EXTRAIT DU TEXTE:
*-*-*
Portrait de Monsieur Bourette, "chef de caravane dans une grande agence de voyages", par Roland Dorgelès

Tourisme en Egypte, photo de G.M.Georcoulas - le Caire, 1912

"Ce Bourette est un personnage étonnant dont la seule vue me réconforte. On ne peut pas dire qu'il soit gai : il est né content. Il réussit ce tour de force de voyager à la fois pour son agrément et pour celui des autres.
Que pourrait faire Bourette, s’il n’était pas chef de caravane dans une grande agence de voyages ? Viticulteur, curé de campagne, marchand d’automobiles, impresario de cinéma ?  Avec son physique et son caractère, je ne vois pas pour lui d’autres débouchés. (Encore, pour ce qui est du curé de campagne, y aurait-il beaucoup à dire...) Mais dans la situation qu’il a choisie, il est incomparable. Il dort quand il veut, mange quand il peut, ne se trompe jamais dans les changes, stimule les porteurs à coups de souliers, connaît des raccourcis dans les bazars et des coins d’ombre dans le désert ; si le cuisinier ne vaut rien, il se met lui-même au fourneau et, quand tout son monde harassé s’endort dans les sleepings, on l’entend qui chante encore sur le quai, ayant immanquablement retrouvé des connaissances, le chef de gare, qu'il appelle "vieux frère", ou le patron du buffet, qu'il tutoie.
Au début, ses façons familières gênent bien un peu certains touristes collets montés, mais cela ne dure guère. Le premier jour ils s’offusquent, le lendemain ils s’étonnent, peu après ils sourient, et au bout de la semaine ils ne peuvent plus se passer de lui.
*-*-*
Enregistrements issus d'un jeu d'étiquetage de points:
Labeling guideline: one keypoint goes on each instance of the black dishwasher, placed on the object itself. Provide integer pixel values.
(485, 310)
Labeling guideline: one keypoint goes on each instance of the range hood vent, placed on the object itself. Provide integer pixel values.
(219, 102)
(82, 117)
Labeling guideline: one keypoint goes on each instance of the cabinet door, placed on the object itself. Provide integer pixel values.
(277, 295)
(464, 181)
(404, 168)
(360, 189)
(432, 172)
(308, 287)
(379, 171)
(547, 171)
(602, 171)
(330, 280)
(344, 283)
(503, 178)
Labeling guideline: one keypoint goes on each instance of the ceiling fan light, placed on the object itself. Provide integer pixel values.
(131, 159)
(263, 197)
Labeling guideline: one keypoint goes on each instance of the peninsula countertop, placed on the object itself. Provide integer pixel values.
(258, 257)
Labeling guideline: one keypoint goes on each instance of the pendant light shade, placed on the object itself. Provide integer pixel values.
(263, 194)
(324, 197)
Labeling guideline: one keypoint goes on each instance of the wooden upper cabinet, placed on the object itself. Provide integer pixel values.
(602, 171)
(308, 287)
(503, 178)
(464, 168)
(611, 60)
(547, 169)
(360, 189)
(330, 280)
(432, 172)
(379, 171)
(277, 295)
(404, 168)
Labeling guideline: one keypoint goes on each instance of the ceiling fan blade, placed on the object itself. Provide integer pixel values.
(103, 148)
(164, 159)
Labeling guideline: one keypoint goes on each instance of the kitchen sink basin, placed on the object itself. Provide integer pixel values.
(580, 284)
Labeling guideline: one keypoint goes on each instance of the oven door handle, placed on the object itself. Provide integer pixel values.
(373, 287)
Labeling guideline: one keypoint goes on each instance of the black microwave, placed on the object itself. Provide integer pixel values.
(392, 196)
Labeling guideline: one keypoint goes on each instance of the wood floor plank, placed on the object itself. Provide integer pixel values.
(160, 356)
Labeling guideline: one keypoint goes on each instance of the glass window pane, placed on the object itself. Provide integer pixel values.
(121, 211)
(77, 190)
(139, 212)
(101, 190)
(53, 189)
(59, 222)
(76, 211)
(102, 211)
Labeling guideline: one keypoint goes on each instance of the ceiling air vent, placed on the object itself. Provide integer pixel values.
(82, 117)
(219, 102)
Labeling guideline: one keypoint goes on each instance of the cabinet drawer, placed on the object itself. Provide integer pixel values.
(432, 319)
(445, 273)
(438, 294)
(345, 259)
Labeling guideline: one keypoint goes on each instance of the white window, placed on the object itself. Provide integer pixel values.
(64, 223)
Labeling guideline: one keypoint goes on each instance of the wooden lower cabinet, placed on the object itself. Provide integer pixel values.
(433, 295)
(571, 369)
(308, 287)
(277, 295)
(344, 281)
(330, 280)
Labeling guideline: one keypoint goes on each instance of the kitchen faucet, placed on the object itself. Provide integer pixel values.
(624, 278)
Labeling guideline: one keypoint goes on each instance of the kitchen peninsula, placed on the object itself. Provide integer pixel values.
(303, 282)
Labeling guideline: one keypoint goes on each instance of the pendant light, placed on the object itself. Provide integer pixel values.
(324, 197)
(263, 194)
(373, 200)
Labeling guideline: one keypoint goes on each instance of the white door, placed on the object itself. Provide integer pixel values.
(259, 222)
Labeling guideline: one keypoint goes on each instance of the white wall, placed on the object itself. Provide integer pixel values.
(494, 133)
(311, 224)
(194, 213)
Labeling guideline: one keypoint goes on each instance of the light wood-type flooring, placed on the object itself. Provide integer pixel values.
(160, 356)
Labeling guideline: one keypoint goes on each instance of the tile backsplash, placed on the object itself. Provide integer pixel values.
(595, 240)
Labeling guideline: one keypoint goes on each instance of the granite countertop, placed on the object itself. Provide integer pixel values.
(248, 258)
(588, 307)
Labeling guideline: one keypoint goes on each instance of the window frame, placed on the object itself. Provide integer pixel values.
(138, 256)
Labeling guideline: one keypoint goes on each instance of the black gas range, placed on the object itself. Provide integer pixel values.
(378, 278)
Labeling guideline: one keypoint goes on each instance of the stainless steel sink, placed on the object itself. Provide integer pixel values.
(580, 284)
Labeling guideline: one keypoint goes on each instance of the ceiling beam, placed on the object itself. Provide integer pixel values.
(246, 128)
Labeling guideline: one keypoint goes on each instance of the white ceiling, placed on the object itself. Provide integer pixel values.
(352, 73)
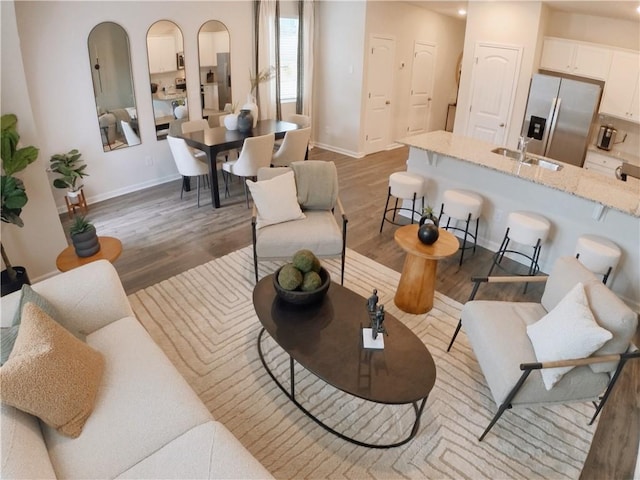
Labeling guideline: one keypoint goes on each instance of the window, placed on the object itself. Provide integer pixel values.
(288, 58)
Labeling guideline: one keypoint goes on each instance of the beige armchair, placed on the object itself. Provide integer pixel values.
(316, 191)
(570, 347)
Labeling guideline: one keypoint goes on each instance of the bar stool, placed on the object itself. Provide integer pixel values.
(528, 229)
(598, 254)
(404, 186)
(465, 206)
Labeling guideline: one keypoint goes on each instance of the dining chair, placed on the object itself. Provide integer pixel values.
(299, 119)
(188, 165)
(256, 153)
(294, 147)
(189, 126)
(129, 134)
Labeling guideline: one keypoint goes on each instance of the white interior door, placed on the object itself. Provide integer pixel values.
(493, 89)
(379, 92)
(422, 73)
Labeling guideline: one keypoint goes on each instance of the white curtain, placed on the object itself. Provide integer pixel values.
(266, 57)
(307, 54)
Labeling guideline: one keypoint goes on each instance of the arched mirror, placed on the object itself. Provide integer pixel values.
(215, 72)
(165, 50)
(113, 86)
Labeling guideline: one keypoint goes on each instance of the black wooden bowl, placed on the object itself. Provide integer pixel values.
(298, 297)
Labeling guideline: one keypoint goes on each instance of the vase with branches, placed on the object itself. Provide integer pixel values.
(14, 195)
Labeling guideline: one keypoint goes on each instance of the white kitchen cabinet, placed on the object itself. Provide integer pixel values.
(576, 58)
(621, 89)
(209, 45)
(601, 164)
(162, 54)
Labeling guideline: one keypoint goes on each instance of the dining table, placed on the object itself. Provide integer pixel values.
(215, 140)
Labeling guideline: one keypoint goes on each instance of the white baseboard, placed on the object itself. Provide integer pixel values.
(123, 191)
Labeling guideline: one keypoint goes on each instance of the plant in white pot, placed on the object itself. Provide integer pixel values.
(71, 169)
(84, 237)
(14, 195)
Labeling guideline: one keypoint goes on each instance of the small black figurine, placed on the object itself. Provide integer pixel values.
(377, 322)
(372, 301)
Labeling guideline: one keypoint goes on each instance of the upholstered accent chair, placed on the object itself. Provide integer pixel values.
(570, 347)
(310, 223)
(294, 147)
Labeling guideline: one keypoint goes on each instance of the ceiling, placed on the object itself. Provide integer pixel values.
(621, 9)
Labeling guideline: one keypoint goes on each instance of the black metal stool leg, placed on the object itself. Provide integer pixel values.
(386, 206)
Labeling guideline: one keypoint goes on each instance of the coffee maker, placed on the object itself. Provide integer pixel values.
(606, 137)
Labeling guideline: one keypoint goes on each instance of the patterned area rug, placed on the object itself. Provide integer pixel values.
(204, 321)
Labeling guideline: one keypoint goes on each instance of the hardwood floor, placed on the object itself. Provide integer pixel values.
(163, 236)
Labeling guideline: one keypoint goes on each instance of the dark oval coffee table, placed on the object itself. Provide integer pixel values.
(326, 339)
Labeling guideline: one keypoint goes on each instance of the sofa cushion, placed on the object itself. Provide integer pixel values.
(497, 333)
(318, 232)
(567, 332)
(143, 404)
(208, 451)
(24, 453)
(316, 183)
(9, 334)
(275, 200)
(51, 374)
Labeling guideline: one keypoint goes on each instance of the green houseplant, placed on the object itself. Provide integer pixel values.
(14, 195)
(71, 168)
(84, 237)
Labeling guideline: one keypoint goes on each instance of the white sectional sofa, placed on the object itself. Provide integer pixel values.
(147, 422)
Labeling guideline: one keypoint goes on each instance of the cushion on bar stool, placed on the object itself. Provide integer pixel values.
(598, 254)
(459, 204)
(405, 184)
(526, 227)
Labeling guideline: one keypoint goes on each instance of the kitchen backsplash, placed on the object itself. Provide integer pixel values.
(630, 145)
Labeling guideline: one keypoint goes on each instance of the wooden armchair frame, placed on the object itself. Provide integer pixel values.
(527, 368)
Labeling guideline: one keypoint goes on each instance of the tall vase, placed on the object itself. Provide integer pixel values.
(253, 106)
(245, 121)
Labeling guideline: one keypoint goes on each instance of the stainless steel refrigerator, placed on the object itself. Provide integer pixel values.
(560, 112)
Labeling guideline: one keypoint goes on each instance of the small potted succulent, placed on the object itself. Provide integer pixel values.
(71, 168)
(84, 237)
(428, 231)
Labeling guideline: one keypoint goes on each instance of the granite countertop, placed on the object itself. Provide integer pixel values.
(610, 192)
(623, 156)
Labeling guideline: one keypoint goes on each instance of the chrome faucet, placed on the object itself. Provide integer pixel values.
(522, 147)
*-*-*
EXERCICE ÉCRIT: Pouvez-vous retoucher le portrait de Monsieur Bourette entre "Tourisme en Egypte, photo" et "pour celui des autres.", inclus, en remplaçant "agrément" par "plaisir" ?

RÉSULTAT ATTENDU:
Tourisme en Egypte, photo de G.M.Georcoulas - le Caire, 1912

"Ce Bourette est un personnage étonnant dont la seule vue me réconforte. On ne peut pas dire qu'il soit gai : il est né content. Il réussit ce tour de force de voyager à la fois pour son plaisir et pour celui des autres.